• [Data records]

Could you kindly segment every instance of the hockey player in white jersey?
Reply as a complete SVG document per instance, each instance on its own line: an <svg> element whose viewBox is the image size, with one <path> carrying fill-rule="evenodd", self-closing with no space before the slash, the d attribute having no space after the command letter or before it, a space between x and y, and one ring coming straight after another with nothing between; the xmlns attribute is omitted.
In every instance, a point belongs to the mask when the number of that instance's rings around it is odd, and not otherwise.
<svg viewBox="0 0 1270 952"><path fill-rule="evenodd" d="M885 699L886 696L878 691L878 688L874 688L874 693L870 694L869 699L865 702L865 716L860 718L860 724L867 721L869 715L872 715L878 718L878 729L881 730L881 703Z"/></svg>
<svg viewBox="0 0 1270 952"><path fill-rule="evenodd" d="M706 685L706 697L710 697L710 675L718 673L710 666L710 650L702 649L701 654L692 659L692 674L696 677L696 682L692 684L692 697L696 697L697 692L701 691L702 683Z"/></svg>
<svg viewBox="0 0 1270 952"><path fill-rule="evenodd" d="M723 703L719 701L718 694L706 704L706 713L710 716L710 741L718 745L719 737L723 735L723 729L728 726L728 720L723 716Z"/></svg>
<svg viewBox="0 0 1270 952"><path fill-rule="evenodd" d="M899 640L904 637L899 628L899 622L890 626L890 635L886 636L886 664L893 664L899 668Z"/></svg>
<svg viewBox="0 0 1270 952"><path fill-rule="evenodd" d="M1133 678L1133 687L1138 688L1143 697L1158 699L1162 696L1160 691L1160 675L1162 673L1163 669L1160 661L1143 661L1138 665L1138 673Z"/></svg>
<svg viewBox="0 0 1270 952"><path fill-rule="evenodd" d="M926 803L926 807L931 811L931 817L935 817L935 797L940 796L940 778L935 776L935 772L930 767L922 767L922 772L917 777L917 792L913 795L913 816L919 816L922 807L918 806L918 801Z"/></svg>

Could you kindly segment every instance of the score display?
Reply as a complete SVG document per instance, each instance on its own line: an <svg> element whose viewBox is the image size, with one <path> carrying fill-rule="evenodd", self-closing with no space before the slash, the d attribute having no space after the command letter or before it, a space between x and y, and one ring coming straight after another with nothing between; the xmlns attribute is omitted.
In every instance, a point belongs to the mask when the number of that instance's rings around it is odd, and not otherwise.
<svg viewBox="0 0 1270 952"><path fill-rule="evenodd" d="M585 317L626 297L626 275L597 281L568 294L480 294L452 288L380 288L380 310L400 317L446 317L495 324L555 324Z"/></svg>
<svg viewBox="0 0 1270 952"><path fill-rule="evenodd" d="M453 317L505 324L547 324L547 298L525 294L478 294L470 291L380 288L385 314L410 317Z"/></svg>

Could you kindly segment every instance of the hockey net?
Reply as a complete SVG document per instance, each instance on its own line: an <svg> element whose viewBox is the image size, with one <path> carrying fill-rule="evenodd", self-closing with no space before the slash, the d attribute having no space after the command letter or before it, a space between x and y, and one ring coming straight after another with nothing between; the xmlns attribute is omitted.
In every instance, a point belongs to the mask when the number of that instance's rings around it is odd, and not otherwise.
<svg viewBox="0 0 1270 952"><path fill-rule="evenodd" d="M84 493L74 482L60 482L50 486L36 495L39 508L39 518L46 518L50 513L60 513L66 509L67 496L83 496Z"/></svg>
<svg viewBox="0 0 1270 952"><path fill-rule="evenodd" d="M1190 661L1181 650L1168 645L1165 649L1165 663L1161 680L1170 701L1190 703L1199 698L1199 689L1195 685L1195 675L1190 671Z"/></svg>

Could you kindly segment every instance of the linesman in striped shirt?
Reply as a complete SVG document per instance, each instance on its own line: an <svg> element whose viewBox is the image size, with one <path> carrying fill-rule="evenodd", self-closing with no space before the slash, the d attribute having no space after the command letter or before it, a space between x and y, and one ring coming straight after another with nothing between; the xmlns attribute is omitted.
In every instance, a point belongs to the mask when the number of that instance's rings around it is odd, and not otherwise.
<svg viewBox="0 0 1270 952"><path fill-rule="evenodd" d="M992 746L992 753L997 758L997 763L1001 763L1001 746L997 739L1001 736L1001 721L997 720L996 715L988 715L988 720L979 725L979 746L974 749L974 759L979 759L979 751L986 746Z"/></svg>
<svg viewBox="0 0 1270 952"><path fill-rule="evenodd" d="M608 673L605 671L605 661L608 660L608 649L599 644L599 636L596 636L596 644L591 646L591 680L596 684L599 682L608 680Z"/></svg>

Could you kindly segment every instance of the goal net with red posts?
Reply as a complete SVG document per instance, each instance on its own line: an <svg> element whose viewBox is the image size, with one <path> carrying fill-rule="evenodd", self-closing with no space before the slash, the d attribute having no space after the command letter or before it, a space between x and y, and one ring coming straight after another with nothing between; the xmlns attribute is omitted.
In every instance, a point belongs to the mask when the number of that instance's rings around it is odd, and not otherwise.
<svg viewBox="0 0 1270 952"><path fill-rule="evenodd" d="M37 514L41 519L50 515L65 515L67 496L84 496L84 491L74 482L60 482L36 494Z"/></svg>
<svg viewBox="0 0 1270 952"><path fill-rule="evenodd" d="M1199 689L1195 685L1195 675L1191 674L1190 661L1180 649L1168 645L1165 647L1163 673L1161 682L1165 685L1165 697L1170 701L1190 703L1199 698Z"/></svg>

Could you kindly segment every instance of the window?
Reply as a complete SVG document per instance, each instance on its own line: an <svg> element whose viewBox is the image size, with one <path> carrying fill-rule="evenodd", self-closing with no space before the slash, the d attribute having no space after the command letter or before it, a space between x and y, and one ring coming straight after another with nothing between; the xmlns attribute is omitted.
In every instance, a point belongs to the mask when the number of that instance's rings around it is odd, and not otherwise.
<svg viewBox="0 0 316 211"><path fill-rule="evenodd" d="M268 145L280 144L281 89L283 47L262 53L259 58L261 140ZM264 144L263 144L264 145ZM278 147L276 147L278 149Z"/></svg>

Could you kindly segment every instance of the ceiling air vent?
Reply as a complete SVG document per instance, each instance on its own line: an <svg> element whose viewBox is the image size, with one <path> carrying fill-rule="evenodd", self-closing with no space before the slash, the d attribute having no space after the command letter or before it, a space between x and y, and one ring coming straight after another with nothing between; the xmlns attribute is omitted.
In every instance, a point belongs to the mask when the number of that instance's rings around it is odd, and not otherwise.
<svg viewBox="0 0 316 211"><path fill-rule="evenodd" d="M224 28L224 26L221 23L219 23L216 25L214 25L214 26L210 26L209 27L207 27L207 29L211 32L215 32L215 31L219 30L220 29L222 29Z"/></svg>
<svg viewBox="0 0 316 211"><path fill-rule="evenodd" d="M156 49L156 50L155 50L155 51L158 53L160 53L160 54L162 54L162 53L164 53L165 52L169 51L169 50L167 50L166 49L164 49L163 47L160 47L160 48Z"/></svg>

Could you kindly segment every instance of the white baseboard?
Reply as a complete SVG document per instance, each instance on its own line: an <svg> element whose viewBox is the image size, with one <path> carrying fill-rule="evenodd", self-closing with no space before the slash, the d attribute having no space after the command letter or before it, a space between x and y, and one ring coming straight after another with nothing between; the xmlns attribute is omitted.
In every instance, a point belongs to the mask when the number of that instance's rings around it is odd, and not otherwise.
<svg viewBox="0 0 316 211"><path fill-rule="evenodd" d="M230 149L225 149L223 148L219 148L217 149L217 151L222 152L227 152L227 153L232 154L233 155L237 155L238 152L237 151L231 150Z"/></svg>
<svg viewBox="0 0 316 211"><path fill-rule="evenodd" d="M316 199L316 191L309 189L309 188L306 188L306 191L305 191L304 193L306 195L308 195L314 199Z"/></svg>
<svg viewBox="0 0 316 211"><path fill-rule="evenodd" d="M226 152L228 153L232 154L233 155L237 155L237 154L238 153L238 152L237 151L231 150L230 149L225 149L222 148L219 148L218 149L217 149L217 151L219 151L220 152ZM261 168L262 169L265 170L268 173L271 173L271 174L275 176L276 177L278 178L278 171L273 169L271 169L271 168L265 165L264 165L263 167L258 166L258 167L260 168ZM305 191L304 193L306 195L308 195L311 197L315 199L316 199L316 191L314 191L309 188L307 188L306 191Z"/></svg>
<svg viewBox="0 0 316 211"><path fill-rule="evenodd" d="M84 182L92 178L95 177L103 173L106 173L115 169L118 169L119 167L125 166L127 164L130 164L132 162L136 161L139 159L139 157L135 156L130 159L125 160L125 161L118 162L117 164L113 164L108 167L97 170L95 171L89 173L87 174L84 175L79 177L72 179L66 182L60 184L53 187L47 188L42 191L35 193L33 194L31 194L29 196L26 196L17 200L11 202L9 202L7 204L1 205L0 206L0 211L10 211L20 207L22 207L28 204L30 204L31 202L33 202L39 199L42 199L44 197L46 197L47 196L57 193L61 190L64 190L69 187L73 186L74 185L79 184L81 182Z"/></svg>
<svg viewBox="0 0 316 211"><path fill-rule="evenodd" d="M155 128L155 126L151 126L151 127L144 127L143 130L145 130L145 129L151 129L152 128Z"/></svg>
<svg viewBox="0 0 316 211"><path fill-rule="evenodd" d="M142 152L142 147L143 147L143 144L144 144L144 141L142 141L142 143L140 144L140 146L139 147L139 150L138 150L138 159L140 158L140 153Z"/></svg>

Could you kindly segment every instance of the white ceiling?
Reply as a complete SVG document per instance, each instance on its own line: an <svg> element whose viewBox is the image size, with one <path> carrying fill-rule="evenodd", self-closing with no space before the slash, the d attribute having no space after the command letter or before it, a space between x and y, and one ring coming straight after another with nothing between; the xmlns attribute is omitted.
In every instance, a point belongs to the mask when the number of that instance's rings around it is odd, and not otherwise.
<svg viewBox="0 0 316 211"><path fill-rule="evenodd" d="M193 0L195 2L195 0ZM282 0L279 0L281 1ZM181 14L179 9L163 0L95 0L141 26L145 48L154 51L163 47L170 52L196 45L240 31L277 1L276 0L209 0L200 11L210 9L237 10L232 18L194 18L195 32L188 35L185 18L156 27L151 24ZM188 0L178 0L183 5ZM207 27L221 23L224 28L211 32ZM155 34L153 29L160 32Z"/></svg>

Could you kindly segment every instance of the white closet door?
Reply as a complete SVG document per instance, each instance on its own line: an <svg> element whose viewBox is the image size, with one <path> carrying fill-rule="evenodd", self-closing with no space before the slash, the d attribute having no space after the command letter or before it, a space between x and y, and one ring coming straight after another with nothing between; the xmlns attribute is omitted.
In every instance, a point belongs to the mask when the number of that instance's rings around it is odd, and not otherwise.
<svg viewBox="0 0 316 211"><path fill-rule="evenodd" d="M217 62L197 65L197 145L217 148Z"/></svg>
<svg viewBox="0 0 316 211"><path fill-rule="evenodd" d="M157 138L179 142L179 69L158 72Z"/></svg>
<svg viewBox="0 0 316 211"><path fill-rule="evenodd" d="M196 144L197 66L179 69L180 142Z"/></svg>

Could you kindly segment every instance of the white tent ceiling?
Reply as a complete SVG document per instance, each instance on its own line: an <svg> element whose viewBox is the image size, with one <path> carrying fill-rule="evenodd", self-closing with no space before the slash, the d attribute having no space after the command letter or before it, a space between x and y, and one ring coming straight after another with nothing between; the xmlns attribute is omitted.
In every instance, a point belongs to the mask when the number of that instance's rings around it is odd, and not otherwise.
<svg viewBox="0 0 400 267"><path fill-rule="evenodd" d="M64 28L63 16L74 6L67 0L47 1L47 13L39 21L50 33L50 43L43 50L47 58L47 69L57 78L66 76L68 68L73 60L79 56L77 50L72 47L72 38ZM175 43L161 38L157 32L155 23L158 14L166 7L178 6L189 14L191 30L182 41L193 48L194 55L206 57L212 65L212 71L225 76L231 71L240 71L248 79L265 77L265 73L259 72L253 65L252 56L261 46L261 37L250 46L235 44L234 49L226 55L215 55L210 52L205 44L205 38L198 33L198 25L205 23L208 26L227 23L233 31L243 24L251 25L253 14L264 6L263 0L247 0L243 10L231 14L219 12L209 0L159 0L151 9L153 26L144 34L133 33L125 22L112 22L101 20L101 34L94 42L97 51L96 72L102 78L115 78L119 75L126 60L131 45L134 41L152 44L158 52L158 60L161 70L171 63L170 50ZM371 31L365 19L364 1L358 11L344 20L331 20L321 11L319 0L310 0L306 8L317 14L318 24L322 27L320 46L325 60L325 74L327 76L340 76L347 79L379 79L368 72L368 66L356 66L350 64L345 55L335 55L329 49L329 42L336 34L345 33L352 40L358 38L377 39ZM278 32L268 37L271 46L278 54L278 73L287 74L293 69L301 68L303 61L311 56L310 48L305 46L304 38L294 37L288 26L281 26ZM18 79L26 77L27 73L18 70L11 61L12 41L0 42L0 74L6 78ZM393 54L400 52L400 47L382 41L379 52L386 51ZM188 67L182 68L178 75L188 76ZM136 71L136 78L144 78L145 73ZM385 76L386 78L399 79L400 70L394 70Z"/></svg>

• [Aim of the exercise] Please copy each line of the records above that contains the word "kindly", matching case exactly.

• [Result of the task]
Could you kindly segment every instance of the hockey player in white jersey?
Could you kindly segment every instance of the score display?
Could you kindly segment every instance of the hockey net?
Could you kindly segment every instance of the linesman in striped shirt?
Could you kindly segment every instance of the goal net with red posts?
Could you kindly segment every instance of the window?
Could you kindly segment every instance of the ceiling air vent?
Could you kindly segment every instance of the white baseboard?
Could you kindly segment every instance of the white ceiling?
Could you kindly segment every instance of the white closet door?
Could you kindly segment every instance of the white tent ceiling?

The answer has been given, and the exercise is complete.